ASSIGNMENT -
Could you write out every entry exactly as it stands?

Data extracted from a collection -
Segment Open

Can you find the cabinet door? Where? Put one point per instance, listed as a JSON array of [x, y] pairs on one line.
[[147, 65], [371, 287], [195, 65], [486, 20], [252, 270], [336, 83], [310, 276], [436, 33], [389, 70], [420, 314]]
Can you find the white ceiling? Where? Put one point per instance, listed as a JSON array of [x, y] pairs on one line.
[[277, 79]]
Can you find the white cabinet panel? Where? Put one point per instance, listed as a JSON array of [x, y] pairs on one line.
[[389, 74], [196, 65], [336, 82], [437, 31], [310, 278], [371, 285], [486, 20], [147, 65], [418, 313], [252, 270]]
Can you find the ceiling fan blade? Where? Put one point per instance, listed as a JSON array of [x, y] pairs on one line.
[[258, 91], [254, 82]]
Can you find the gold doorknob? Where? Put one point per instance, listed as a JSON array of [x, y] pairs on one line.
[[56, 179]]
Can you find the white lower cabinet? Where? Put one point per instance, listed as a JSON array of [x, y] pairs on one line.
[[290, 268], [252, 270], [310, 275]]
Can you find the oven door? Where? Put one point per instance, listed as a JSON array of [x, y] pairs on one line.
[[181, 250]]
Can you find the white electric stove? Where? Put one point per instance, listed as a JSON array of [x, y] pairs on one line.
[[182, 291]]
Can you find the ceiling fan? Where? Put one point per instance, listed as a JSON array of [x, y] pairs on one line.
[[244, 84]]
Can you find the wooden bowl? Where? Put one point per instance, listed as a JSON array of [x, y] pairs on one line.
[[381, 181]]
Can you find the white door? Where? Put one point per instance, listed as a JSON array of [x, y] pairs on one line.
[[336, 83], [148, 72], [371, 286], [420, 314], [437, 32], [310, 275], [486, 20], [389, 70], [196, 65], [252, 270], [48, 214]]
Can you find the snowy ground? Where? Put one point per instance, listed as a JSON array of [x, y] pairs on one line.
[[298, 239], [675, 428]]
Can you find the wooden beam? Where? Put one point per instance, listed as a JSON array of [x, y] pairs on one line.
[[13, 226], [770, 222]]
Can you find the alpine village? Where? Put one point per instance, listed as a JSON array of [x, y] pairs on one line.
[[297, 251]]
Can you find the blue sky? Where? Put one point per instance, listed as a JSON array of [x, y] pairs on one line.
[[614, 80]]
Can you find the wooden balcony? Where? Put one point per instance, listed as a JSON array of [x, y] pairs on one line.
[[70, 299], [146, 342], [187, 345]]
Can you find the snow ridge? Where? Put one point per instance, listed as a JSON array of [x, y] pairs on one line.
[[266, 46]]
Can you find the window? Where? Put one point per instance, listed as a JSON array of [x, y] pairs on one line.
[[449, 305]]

Segment Closed

WORKED SOLUTION -
Can you find the cabinet door? Where? Put one point per instance, listed as a JSON array of [x, y] pairs on one line.
[[147, 65], [371, 287], [195, 65], [486, 20], [252, 270], [336, 83], [310, 276], [436, 33], [389, 70], [420, 314]]
Can you find the white ceiling? Where? Put one point per instance, listed as a JSON array of [x, y] pairs on one line.
[[277, 79]]
Can you find the white cabinet panel? Where? Put one point per instance, listed as a JSON array of [x, y] pairs on one line.
[[389, 74], [196, 65], [336, 82], [437, 31], [310, 278], [371, 285], [486, 20], [147, 65], [418, 313], [252, 270]]
Can you find the ceiling fan blade? Where? Put one point per instance, listed as a JSON array of [x, y] pairs on one line.
[[258, 91], [254, 82]]
Can you find the gold doorknob? Where? Put one point per instance, listed as a JSON array of [x, y] pairs on one line.
[[56, 179]]
Can you find the white lower cabinet? Where? Put one point per instance, listed as a JSON array of [x, y] pairs on one line.
[[290, 268], [252, 270], [310, 275]]
Can you find the oven door? Where? Put one point per instance, listed as a JSON array of [x, y] pairs on one line.
[[181, 250]]
Can you find the white electric stove? Where? Put one point per instance, listed as a JSON array of [x, y] pairs on one line.
[[182, 291]]
Can you find the ceiling fan? Where? Put one point per instance, listed as a JSON array of [x, y] pairs on one line.
[[244, 84]]
Can you find the wooden bowl? Where? Put one point per instance, listed as a JSON array of [x, y] pairs on one line.
[[381, 181]]
Can you find the white door? Where? Put one point per instance, listed as a JSON array of [x, y] pairs on one line.
[[336, 83], [148, 72], [371, 286], [420, 314], [437, 32], [310, 275], [486, 20], [389, 70], [196, 65], [252, 270], [48, 214]]
Can you find the snowy ground? Where? Put one point per instance, listed as a JSON array of [x, y] pairs on one line.
[[298, 239], [675, 428]]
Can you find the wooden beam? Where? Put one point per instance, listed as a JSON array of [x, y] pairs on one line.
[[13, 226], [770, 222]]
Can you find the alpine village? Where? Put one point per instance, listed as a JSON array of [x, y] pairs on one line.
[[297, 251]]
Can you find the blue sky? Where? Put one point per instance, listed as a JSON array of [x, y] pairs on one line.
[[614, 80]]
Can you find the wooden balcony? Where? Put one point per instance, listed as a JSON array of [x, y] pairs on one line.
[[70, 299], [146, 342], [187, 345]]
Can you find the snow ridge? Where? Put one point per instance, listed as a JSON array of [x, y] pairs on one line.
[[266, 46]]
Can you find the window? Where? Put one point per instance, listed as a JSON array of [x, y] pairs on one line.
[[449, 305]]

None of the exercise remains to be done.